In a single paragraph (the so-called Testimonium Flavianum) Josephus confirms every salient aspect of the Christ-myth:

1. Jesus’s existence 2. his ‘more than human’ status 3. his miracle working 4. his teaching 5. his ministry among the Jews and the Gentiles 6. his Messiahship 7. his condemnation by the Jewish priests 8. his sentence by Pilate 9. his death on the cross 10. the devotion of his followers 11. his resurrection on the 3rd day 12. his post-death appearance 13. his fulfillment of divine prophecy 14. the successful continuance of the Christians.

In just 127 words Josephus confirms everything – now that is a miracle!



Not a single writer before the 4th century – not Justin, Irenaeus, Clement of Alexandria, Tertullian, Cyprian, Arnobius, etc. – in all their defences against pagan hostility, makes a single reference to Josephus’ wondrous words.

The third century Church ‘Father’ Origen, for example, spent half his life and a quarter of a million words contending against the pagan writer Celsus. Origen drew on all sorts of proofs and witnesses to his arguments in his fierce defence of Christianity. He quotes from Josephus extensively. Yet even he makes no reference to this ‘golden paragraph’ from Josephus, which would have been the ultimate rebuttal. In fact, Origen actually said that Josephus was “not believing in Jesus as the Christ.”

Origen did not quote the ‘golden paragraph’ because this paragraph had not yet been written.

It was absent from early copies of the works of Josephus and did not appear in Origen’s third century version of Josephus, referenced in his Contra Celsum.

Consider, also, the anomalies:

1. How could Josephus claim that Jesus had been the answer to his messianic hopes yet remain an orthodox Jew?

- **Raw data**
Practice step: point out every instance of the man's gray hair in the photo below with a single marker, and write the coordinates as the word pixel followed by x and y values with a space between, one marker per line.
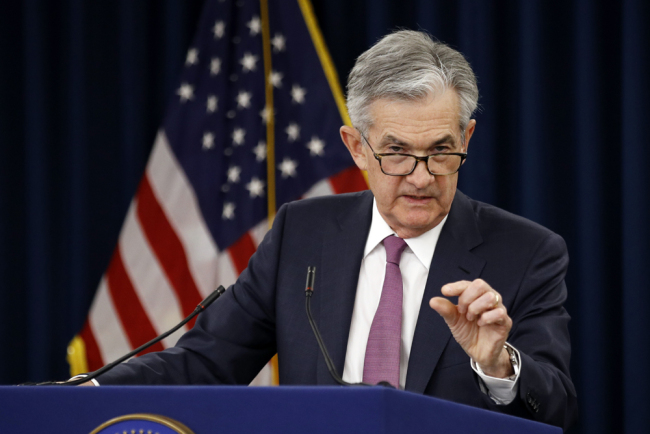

- **Requests**
1. In the passage on the Testimonium Flavianum, swap "miracle" for "marvel" and write out the text starting at "In just 127" and ending at "Josephus’ wondrous words.".
2. According to the passage on the Testimonium Flavianum, what did Origen actually say about Josephus?
3. Carry the passage on the Testimonium Flavianum forward from the point where it stops.
The listing plays no part in what comes next.

- **In response**
1.
In just 127 words Josephus confirms everything – now that is a marvel!



Not a single writer before the 4th century – not Justin, Irenaeus, Clement of Alexandria, Tertullian, Cyprian, Arnobius, etc. – in all their defences against pagan hostility, makes a single reference to Josephus’ wondrous words.

2. Origen said that Josephus was "not believing in Jesus as the Christ."

3.
The absurdity forces some apologists to make the ridiculous claim that Josephus was a closet Christian!

2. If Josephus really thought Jesus had been ‘the Christ’ surely he would have added more about him than one paragraph, a casual aside in someone else’s (Pilate’s) story?

In fact, Josephus relates much more about John the Baptist than about Jesus! He also reports in great detail the antics of other self-proclaimed messiahs, including Judas of GalileeTheudas the Magician, and the unnamed ‘Egyptian Jew‘ messiah.

It is striking that though Josephus confirms everything the Christians could wish for, he adds nothing that is not in the gospel narratives, nothing that would have been unknown by Christians already.

3. The question of context.

Antiquities 18 is primarily concerned with “all sorts of misfortunes” which befell the Jews during a period of thirty-two years (4-36 AD).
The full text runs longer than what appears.